#### STUDY QUESTIONS:
- 1) In the text on aquaculture and antimicrobial resistance, condense the paragraph beginning "As one of the world's important food production sectors" into a short bulleted list that keeps its main facts.
- 2) According to the text on aquaculture and antimicrobial resistance, when was the global action plan on AMR endorsed?

Asia-Pacific region moves forward with plans to mitigate the risks of AMR in defence of its crucial aquaculture industry and to protect human and animal health

The Asia-Pacific region is taking important steps to tackle antimicrobial resistance (AMR) associated with aquaculture in order to to mitigate risks to humans, animals and fish stocks, the United Nations Food and Agriculture Organization (FAO) announced today.

Antimicrobial resistance is recognized as a serious global threat to human and animal health and a global action plan on AMR was endorsed in May 2015. FAO has set out its own plan of action to support this, and a series of initiatives to address AMR issues, ranging from animal health to the general aquaculture sector, has emerged through global and regional projects.

The Aquaculture Sector

As one of the world’s important food production sectors, aquaculture has experienced rapid development in the past four decades. This rapid increase in production has contributed significantly to food and nutrition, rural livelihoods and overall socio-economic development in many Asian countries. The region is responsible for some 90 percent of the world’s aquaculture production.

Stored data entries
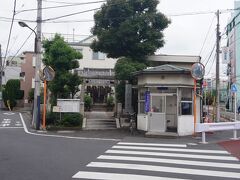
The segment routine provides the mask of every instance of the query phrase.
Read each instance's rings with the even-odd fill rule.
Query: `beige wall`
[[[194,85],[193,78],[190,74],[154,74],[154,75],[144,75],[139,76],[138,85],[146,84],[162,84],[162,85]]]

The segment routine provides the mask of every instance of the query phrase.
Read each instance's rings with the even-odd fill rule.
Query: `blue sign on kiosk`
[[[236,93],[236,92],[237,92],[237,86],[236,86],[236,84],[232,84],[232,86],[231,86],[231,92],[232,92],[232,93]]]
[[[145,92],[145,112],[150,111],[150,92]]]

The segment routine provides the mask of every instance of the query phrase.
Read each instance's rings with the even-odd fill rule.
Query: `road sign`
[[[237,86],[236,84],[232,84],[231,86],[231,92],[236,93],[237,92]]]
[[[194,63],[191,70],[192,77],[196,80],[203,78],[205,74],[205,67],[202,63]]]
[[[43,69],[43,75],[46,81],[52,81],[55,76],[55,71],[50,66],[46,66]]]

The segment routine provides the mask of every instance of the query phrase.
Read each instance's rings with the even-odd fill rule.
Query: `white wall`
[[[145,84],[164,84],[164,85],[172,85],[175,84],[177,86],[180,85],[194,85],[194,80],[189,74],[149,74],[138,77],[138,85]]]
[[[92,58],[93,51],[89,46],[72,46],[75,49],[81,49],[83,58],[79,60],[79,68],[113,69],[117,59],[107,58],[95,60]]]

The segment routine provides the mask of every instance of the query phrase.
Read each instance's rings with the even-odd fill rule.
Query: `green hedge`
[[[80,113],[47,113],[46,124],[62,127],[82,127],[83,116]]]

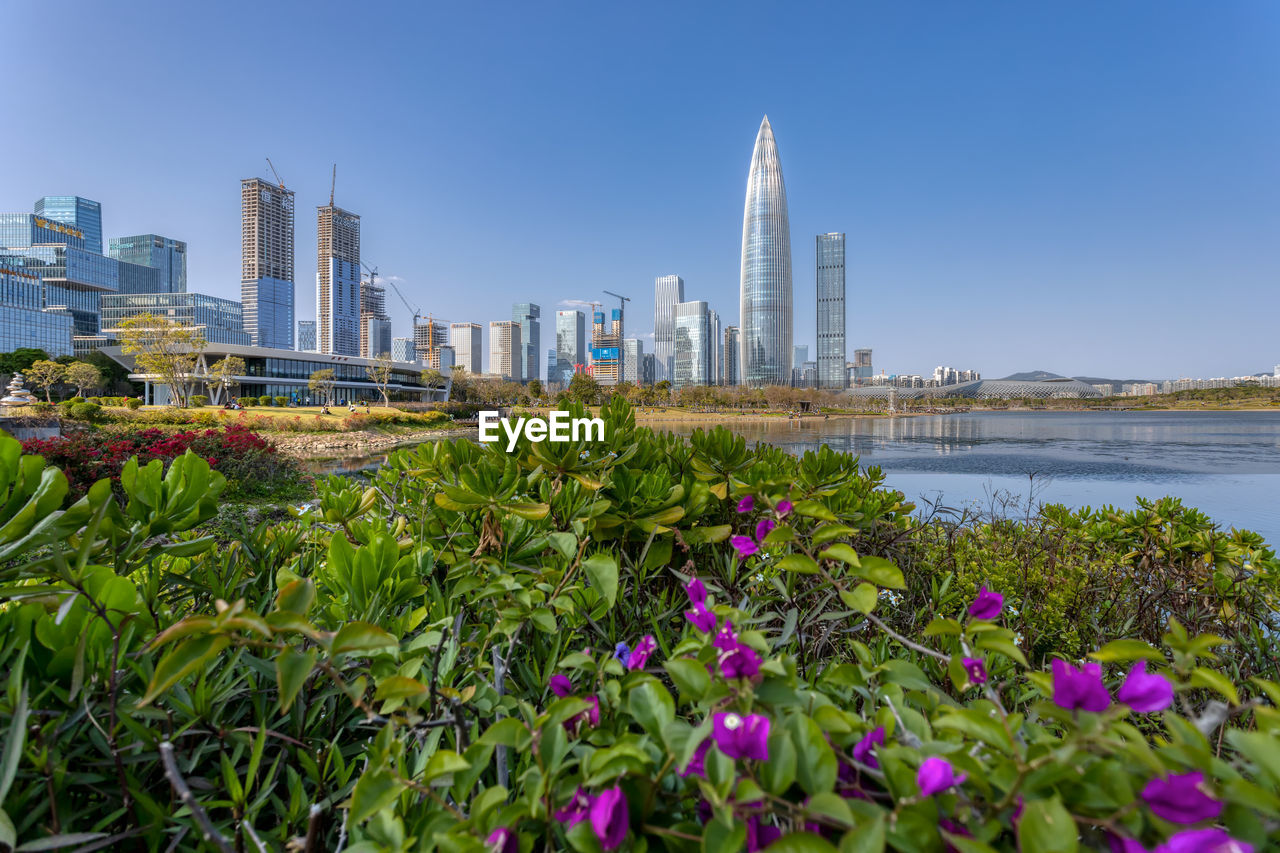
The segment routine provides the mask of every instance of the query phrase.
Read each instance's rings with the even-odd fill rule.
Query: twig
[[[180,799],[183,804],[191,809],[192,817],[196,818],[196,822],[200,824],[200,827],[204,830],[205,840],[216,844],[218,849],[223,853],[236,853],[236,848],[230,845],[230,841],[223,838],[221,833],[219,833],[214,826],[214,822],[209,820],[209,815],[205,813],[205,809],[200,807],[196,797],[191,793],[191,788],[187,786],[187,780],[183,779],[182,774],[178,771],[178,762],[174,761],[173,744],[168,740],[160,744],[160,761],[164,763],[164,775],[169,779],[169,784],[173,785],[173,790],[178,794],[178,799]]]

#### ANSWERS TO THE TASKS:
- 1)
- Aquaculture is one of the world's important food production sectors and has developed rapidly over the past four decades.
- This growth has contributed significantly to food and nutrition, rural livelihoods and socio-economic development in many Asian countries.
- The region produces about 90 percent of the world's aquaculture output.

- 2) May 2015.